(Quoted passage begins)
Weaving weft and right

Marcy Daley earns a blue ribbon for her work at the loom.

Marcy Daley earns a blue ribbon for her work at the loom.

Marcy Daley jokes that it’s usually her husband Wayne, oft-consulted fish biologist, who gets all the local press.

For years, the weaver has gone about her craft without fanfare.

Until now.

“An honest-to-God blue ribbon,” she said.

Earlier this summer, on a whim, Daley entered a set of her woven bookmarks into the annual competition held by the Vesterheim Norwegian-American Museum in Decorah, Iowa.

Lo and behold, her “Pastel Trio” and “Jewel-tone Trio” took home the blue ribbon and an honorable mention, respectively.

Daley has been weaving steadily but not prolifically since the 1960s, since she was just out of college. The craft remained an occasional hobby as real life ensued; she told herself, “Oh well, it’ll be there when I’m old.”

“And all of a sudden I realized, ‘oh my God, I’m old,’” she said. “I’ve got to get going on this.”

While Daley has a floor loom in her upstairs studio for large weaving projects, she does most of her work in the form of one-inch-wide bookmarks, woven on a table-top inkle loom.

She holds one up and demos a short course in Weaving 101.

There’s the loom itself, which she can take to meetings and work with on the ferry and in front of the television, much like knitters carry around their wool and needles.

Daley simply describes the device as a frame, “something to hold a set of threads under tension.”

The multicolored array of 100 threads that is ordered lengthwise and subjected to tension are collectively called the warp, and for Daley, choosing the right combination of color and thread weight to achieve her intended design is half the work.

The weft is the filler, or the thread woven through the warp using a shuttle.

Patterns can be balanced, showing equal parts warp and weft; weft-facing, with the weft facing out and no warp visible; or warp-facing, where the warp creates the visible pattern and the weft retreats to create support.

Within these basic parameters on the unassuming inkle loom lie infinite possibilities borne out of color combinations, pattern choices, thread and color proportions and the weave’s “pick-up” and “drop-back” – that is, which threads Daley pulls to the forefront and which threads she pushes back.
(Quoted passage ends)
▶ **Actions to take**:
1. Answer these from the weaving profile:
(a) Which museum held the competition that Daley entered?
(b) How wide are the bookmarks Daley weaves on the inkle loom?
(c) How many threads make up the multicolored warp array?
2. Print the weaving profile from "Patterns can be" up to and including "she pushes back.".
3. Render this sentence from the weaving profile in Spanish: "The weft is the filler, or the thread woven through the warp using a shuttle."
(Given data begins)
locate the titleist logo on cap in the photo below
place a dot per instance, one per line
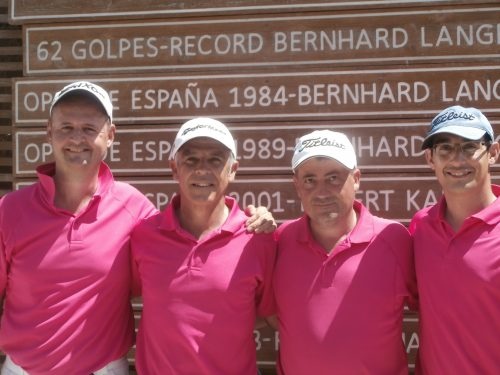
(452, 115)
(82, 85)
(320, 141)
(203, 126)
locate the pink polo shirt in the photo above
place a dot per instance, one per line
(341, 313)
(66, 277)
(459, 291)
(201, 297)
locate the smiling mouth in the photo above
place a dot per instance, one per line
(459, 174)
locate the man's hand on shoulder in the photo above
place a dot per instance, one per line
(260, 220)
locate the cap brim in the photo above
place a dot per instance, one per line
(297, 164)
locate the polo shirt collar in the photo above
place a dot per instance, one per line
(170, 222)
(362, 232)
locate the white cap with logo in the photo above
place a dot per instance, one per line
(327, 144)
(468, 123)
(203, 127)
(88, 88)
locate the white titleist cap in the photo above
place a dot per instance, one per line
(88, 88)
(327, 144)
(203, 127)
(468, 123)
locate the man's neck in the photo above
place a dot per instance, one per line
(73, 193)
(200, 220)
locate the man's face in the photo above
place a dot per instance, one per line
(80, 133)
(461, 165)
(204, 168)
(326, 188)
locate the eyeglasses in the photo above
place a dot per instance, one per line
(446, 150)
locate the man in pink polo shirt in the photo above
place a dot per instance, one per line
(204, 278)
(64, 250)
(342, 276)
(457, 249)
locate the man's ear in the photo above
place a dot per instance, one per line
(356, 174)
(233, 169)
(48, 133)
(111, 134)
(494, 152)
(428, 158)
(173, 167)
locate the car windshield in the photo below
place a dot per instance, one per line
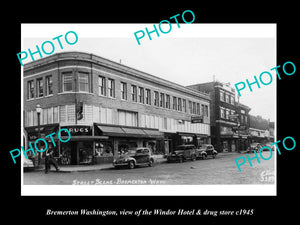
(204, 146)
(184, 147)
(131, 151)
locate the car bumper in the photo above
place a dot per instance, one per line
(173, 158)
(115, 164)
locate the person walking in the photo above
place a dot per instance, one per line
(50, 160)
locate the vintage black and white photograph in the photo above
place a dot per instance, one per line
(104, 114)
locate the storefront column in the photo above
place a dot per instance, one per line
(116, 145)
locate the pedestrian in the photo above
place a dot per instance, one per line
(49, 159)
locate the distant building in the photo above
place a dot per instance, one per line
(224, 135)
(261, 130)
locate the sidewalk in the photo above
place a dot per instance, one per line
(158, 159)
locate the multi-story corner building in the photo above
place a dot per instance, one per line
(243, 125)
(261, 130)
(109, 107)
(226, 116)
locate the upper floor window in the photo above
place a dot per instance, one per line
(133, 93)
(194, 107)
(184, 105)
(123, 91)
(168, 103)
(206, 110)
(49, 88)
(227, 98)
(174, 103)
(232, 99)
(40, 87)
(222, 113)
(83, 81)
(198, 109)
(30, 89)
(67, 81)
(148, 97)
(179, 104)
(111, 87)
(156, 98)
(162, 100)
(141, 95)
(102, 86)
(222, 96)
(190, 107)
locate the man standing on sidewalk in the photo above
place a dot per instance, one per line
(50, 160)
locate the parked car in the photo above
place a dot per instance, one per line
(254, 147)
(135, 157)
(268, 144)
(205, 151)
(182, 153)
(28, 164)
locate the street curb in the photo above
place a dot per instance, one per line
(109, 166)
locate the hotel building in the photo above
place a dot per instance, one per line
(108, 108)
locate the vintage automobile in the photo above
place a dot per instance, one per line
(28, 164)
(268, 144)
(254, 147)
(134, 157)
(182, 153)
(205, 151)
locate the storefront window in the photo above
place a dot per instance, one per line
(103, 148)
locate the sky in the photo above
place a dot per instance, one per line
(191, 54)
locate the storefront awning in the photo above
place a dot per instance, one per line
(82, 138)
(44, 130)
(124, 131)
(191, 134)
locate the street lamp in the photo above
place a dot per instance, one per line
(38, 111)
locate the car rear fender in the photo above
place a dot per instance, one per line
(131, 159)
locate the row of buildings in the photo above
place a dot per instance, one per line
(109, 107)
(Given data ends)
▶ **Exercise solutions**:
1.
(a) The Vesterheim Norwegian-American Museum in Decorah, Iowa
(b) One inch
(c) 100

2.
Patterns can be balanced, showing equal parts warp and weft; weft-facing, with the weft facing out and no warp visible; or warp-facing, where the warp creates the visible pattern and the weft retreats to create support.

Within these basic parameters on the unassuming inkle loom lie infinite possibilities borne out of color combinations, pattern choices, thread and color proportions and the weave’s “pick-up” and “drop-back” – that is, which threads Daley pulls to the forefront and which threads she pushes back.

3. La trama es el relleno, es decir, el hilo que se teje a través de la urdimbre con una lanzadera.